#### [Exercise task A]
Answer these about the Jon Norfolk profile, one per line:
(i) Where was he born?
(ii) In what month and year did he gain selection onto the Great Britain Cycling Team?
(iii) What time did Kappes and Norfolk set when they broke the kilo world record in the B/VI class?
#### [Exercise task B]
Using the Jon Norfolk profile, explain in one to three sentences why he took a three-year break from competition.
#### [Exercise task C]
Extend the Jon Norfolk biography, picking up after its final sentence.
---- Passage provided
Personal information
- Full name: Jonathan Philip Norfolk
- Born: 29 March 1975 (age 51) Keighley, West Yorkshire, England

Team information
- Discipline: Track Cycling
- Role: Sprint Coach

Professional team
- Great Britain Cycling Team

= Jon Norfolk =

British cyclist

Jonathan Philip Norfolk (born 29 March 1975) is a Great Britain track cycling national sprint coach, and an ex international cyclist.

==Biography==
Born in Keighley, West Yorkshire, Jon Norfolk now lives in Cheshire and is the Great Britain Paracycling Head Coach, formally Assistant National Sprint Coach to the Great Britain Cycling Team.

He gained selection onto the Great Britain Cycling Team himself in November 2003 following a number of successful years of track sprint competition and many national titles. He went on to represent Great Britain in a numerous of international competitions including World Cup events in Sydney (Aus) and Mexico. Following this, he began working as a tandem pilot with the paralympic athlete Anthony Kappes and took a three-year break from competition in order to qualify for the Beijing Paralympics.

Following 2 years of training and unofficially breaking world records in the kilo (1.02.0) and sprint 200m TT (10.20) Kappes and Norfolk broke the world record in the kilo (B/VI class) with a time of 1:02.008 and beat Simon Jackson and Storey to win the sprint event at the 2008 VISA Paralympic World Cup.

Since switching to a coaching role, Jon has coached sprint athletes through the Great Britain Olympic Development and Academy Programmes and works with the GB podium athletes in training and competitions including Worlds Cups, Beijing Paralympics and the Delhi Commonwealth Games.
--------
---- Supplied material
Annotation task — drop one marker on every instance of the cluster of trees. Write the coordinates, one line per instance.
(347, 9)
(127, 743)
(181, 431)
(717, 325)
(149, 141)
--------
#### [Expected output A]
(i) Keighley, West Yorkshire, England
(ii) November 2003
(iii) 1:02.008

#### [Expected output B]
He stepped away from competition after he began working as a tandem pilot with the paralympic athlete Anthony Kappes. He took the break so that he could qualify for the Beijing Paralympics.

#### [Expected output C]
In addition to his coaching role, Jon has presented in schools, community projects and has worked with corporate clients & media groups including the BBC (Blue Peter), BBC Radio commentary and Lloyds Banking Group.

Norfolk was appointed Member of the Order of the British Empire (MBE) in the 2017 New Year Honours for services to cycling.

== Palmarès ==

===Able-bodied competition===

- 2001
1st GBR Keirin, British National Track Championships
3rd Kilo, British National Track Championships

- 2002
1st GBR Keirin, British National Track Championships
2nd Tandem Sprint, British National Track Championships (with Ian George)

- 2005
2nd Kilo, British National Track Championships

- 2007
3rd Team Sprint, British National Track Championships
3rd Tandem Sprint, British National Track Championships (with Anthony Kappes)

===As a tandem pilot===

- 2008
1st Kilo, VISA Paralympic World Cup (with Anthony Kappes)
1st Sprint, VISA Paralympic World Cup (with Anthony Kappes)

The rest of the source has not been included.